Entries:

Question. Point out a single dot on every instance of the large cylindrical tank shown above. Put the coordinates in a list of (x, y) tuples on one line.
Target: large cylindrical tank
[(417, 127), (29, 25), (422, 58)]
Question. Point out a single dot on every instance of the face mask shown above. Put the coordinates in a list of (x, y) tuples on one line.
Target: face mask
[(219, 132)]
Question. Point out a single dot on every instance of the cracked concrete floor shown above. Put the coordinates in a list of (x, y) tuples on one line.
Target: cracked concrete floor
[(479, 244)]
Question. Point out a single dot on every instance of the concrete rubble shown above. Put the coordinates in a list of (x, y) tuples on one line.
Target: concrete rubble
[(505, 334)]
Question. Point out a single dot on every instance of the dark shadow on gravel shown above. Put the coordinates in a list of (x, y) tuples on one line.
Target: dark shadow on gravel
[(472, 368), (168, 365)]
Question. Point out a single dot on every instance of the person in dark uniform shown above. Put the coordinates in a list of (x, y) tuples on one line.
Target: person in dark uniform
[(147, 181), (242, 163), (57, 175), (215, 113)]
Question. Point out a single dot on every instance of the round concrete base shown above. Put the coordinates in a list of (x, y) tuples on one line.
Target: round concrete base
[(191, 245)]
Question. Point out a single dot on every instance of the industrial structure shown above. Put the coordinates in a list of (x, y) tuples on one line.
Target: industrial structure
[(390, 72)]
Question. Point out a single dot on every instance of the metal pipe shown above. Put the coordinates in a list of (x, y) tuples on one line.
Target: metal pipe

* * *

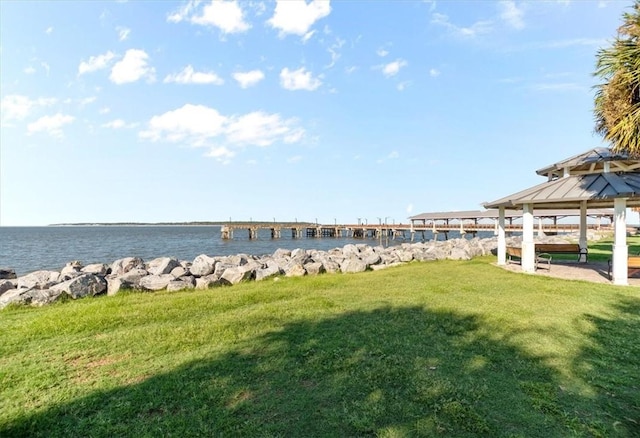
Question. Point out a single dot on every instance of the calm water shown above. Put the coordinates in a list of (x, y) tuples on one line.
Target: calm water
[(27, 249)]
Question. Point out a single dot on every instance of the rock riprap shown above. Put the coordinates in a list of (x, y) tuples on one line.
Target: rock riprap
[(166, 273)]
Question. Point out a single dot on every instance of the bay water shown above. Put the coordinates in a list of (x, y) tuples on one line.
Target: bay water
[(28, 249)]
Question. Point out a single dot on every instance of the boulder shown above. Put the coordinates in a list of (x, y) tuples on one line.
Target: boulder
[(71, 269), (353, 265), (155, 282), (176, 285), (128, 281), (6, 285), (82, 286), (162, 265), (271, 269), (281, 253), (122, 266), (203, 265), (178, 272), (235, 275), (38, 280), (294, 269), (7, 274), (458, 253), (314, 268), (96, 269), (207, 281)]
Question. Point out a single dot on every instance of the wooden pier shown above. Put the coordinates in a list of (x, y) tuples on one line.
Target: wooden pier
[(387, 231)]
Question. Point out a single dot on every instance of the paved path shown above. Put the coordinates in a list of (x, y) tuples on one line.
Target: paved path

Challenge: Reproduce the records word for word, beginning at the line that contains "of the concrete" and stopping after the line that contains "[(390, 72)]", with both of those lines included.

Task response:
Question. Point out a single dot on every instance of the concrete rubble shown above. Put the coordinates in a list of (x, y) tuples on one line.
Target: concrete rubble
[(505, 334)]
Question. Point out a single dot on every instance of the dark shadow on gravel shown above. Put the coordinates in a list of (x, y) tuples on one line.
Target: dark shadow on gravel
[(472, 368), (168, 365)]
Question. Point out a single dot on every instance of the person in dark uniform shown above. Put the coordinates in a list of (x, y) tuples on one line.
Target: person in dark uniform
[(147, 181), (242, 163), (57, 175), (215, 113)]
Question. Point out a single dot on every instance of the round concrete base shown above. Put the coordinates in a list of (x, y) tuples on one line.
Target: round concrete base
[(191, 245)]
Question. Point out a single dot on every instance of the industrial structure shown above. Put the coordinates in a list of (x, y) tuples on one line.
Target: industrial structure
[(390, 72)]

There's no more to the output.